§ Supplied material:

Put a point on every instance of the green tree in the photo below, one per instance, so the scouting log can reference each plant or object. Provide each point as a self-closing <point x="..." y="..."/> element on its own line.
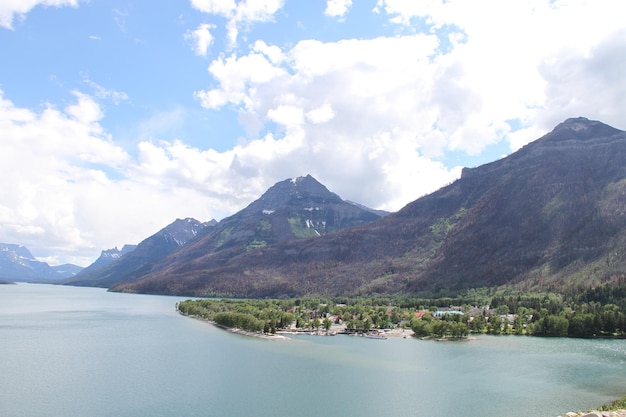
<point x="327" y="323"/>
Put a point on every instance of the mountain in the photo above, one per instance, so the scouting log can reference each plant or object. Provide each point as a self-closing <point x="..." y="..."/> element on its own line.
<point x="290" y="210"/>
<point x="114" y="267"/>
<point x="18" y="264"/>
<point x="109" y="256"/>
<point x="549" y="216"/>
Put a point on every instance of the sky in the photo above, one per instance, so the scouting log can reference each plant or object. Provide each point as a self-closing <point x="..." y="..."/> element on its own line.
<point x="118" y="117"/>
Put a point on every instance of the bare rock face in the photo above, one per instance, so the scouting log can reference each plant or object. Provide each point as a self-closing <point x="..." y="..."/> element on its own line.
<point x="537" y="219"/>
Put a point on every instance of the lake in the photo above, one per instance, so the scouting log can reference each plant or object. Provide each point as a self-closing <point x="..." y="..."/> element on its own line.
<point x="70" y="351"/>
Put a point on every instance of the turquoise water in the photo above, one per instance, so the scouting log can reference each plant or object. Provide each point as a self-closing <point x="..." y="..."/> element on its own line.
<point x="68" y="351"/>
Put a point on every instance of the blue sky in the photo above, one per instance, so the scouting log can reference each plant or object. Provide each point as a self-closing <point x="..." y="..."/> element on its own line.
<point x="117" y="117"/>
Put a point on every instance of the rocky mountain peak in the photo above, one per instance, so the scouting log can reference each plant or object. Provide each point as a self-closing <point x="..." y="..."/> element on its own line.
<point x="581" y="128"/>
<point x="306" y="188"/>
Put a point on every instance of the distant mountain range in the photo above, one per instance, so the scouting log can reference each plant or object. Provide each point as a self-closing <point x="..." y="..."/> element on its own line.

§ Required work:
Give the rows above as a JSON list of strings, one string per line, with blank lines and the picture left out.

§ Response:
[
  "Put a point on every instance of the green tree in the photo below, one per instance, so the scouting log can reference each plant or object. Provide each point as a self-closing <point x=\"...\" y=\"...\"/> element on its own line.",
  "<point x=\"327\" y=\"323\"/>",
  "Put a point on every instance of the mountain in the photo above, one per instance, so the scouting log can reference each plant or object. Provide each point as a self-closing <point x=\"...\" y=\"...\"/> element on its own line.",
  "<point x=\"290\" y=\"210\"/>",
  "<point x=\"114\" y=\"267\"/>",
  "<point x=\"18\" y=\"264\"/>",
  "<point x=\"109\" y=\"256\"/>",
  "<point x=\"549\" y=\"216\"/>",
  "Put a point on every instance of the sky in the photo above, one per instance, so the scouting log can reference each plant or object. Provide each point as a self-closing <point x=\"...\" y=\"...\"/> element on its own line.",
  "<point x=\"118\" y=\"117\"/>",
  "Put a point on every instance of the bare rock face in the photo above, one per instance, so the scouting log can reference each plant or object. Provide each point as a self-closing <point x=\"...\" y=\"...\"/> element on its own line.",
  "<point x=\"537\" y=\"219\"/>",
  "Put a point on every instance of the lake in the photo above, one per instance, so the scouting log can reference each plant or object. Provide each point as a self-closing <point x=\"...\" y=\"...\"/> element on its own line.",
  "<point x=\"70\" y=\"351\"/>",
  "Put a point on every instance of the turquoise water in the photo above, one per instance, so the scouting log can reference each plant or object. Provide each point as a self-closing <point x=\"...\" y=\"...\"/> element on its own line.",
  "<point x=\"68\" y=\"351\"/>",
  "Put a point on every instance of the blue sky in the photo above, one per instance, so the scouting log can reference each plant or object. Provide each point as a self-closing <point x=\"...\" y=\"...\"/> element on its own line.",
  "<point x=\"117\" y=\"117\"/>",
  "Put a point on every instance of the rocky mountain peak in the photo above, one per instance, so the scouting log can reference each plant or object. Provide each point as a self-closing <point x=\"...\" y=\"...\"/> element on its own line.",
  "<point x=\"581\" y=\"128\"/>",
  "<point x=\"306\" y=\"188\"/>",
  "Put a point on every instance of the distant mountain range in the photo above, one per instance, so the scouting log can reference each plant or object. Provide each point as a self-closing <point x=\"...\" y=\"...\"/> element on its own line."
]